-- START OF GIVEN ENTRIES --
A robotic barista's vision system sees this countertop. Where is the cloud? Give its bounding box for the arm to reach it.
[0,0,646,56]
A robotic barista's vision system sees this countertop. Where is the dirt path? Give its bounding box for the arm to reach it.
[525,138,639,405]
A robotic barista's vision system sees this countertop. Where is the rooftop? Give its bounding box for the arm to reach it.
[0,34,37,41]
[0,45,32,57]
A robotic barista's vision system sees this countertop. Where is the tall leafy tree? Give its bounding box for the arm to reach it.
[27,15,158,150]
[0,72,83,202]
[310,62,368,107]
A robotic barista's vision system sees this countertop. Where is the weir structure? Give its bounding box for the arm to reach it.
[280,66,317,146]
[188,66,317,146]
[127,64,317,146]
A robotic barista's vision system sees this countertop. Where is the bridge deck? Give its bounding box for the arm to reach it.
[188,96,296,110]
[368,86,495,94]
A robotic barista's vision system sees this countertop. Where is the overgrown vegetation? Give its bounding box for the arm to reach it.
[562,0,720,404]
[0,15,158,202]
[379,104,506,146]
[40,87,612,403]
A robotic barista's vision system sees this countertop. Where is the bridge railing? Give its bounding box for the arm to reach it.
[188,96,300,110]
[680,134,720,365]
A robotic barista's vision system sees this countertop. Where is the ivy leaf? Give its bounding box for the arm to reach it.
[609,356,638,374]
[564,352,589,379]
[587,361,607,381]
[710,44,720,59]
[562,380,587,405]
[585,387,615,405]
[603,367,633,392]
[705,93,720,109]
-- END OF GIVEN ENTRIES --
TASK TO CARRY OUT:
Copy out all of the data above word for word, with nothing added or left out.

RESPONSE TO THE TASK:
A robotic barista's vision system sees this countertop. Where is the cloud? Give its bounding box for the arm to reach it.
[0,0,646,56]
A robotic barista's vision system sees this countertop. Where is the dirt path? Give its bounding box for the arm to reach it.
[525,138,639,405]
A robotic barista's vision system sees this countertop. Where is the rooftop? Give its bounding box for the arm to reach it.
[0,34,37,41]
[0,45,32,57]
A robotic barista's vision system sees this countertop. Where is the tall leafy tree? Give its bounding box for the arm to reach it.
[27,15,158,150]
[0,72,83,202]
[310,62,368,107]
A robotic barista's vision system sees this countertop. Where is the weir structure? Give its bounding box for the arm to reach it.
[280,66,317,146]
[188,66,317,146]
[127,64,317,146]
A robotic barista's vision system sees this countertop. Where is the bridge deck? Give its bounding box for the arm to reach it.
[188,96,296,110]
[368,86,495,94]
A robotic barista's vision system sees this countertop. Where is the overgrown vegetation? Give its bounding box for the arm to reach it.
[562,0,720,404]
[0,15,158,202]
[379,104,506,146]
[40,87,612,403]
A robotic barista's vision system sees this countertop. Where is the bridge railing? Give its bounding box for the arm to reach it.
[188,96,300,110]
[680,134,720,365]
A robotic barista's vision system sees this countertop. Where is the ivy leaf? Give its bounding box for the arm to reach it.
[609,356,638,374]
[564,352,589,379]
[587,361,607,381]
[710,44,720,59]
[562,380,587,405]
[585,387,615,405]
[603,367,633,392]
[705,93,720,109]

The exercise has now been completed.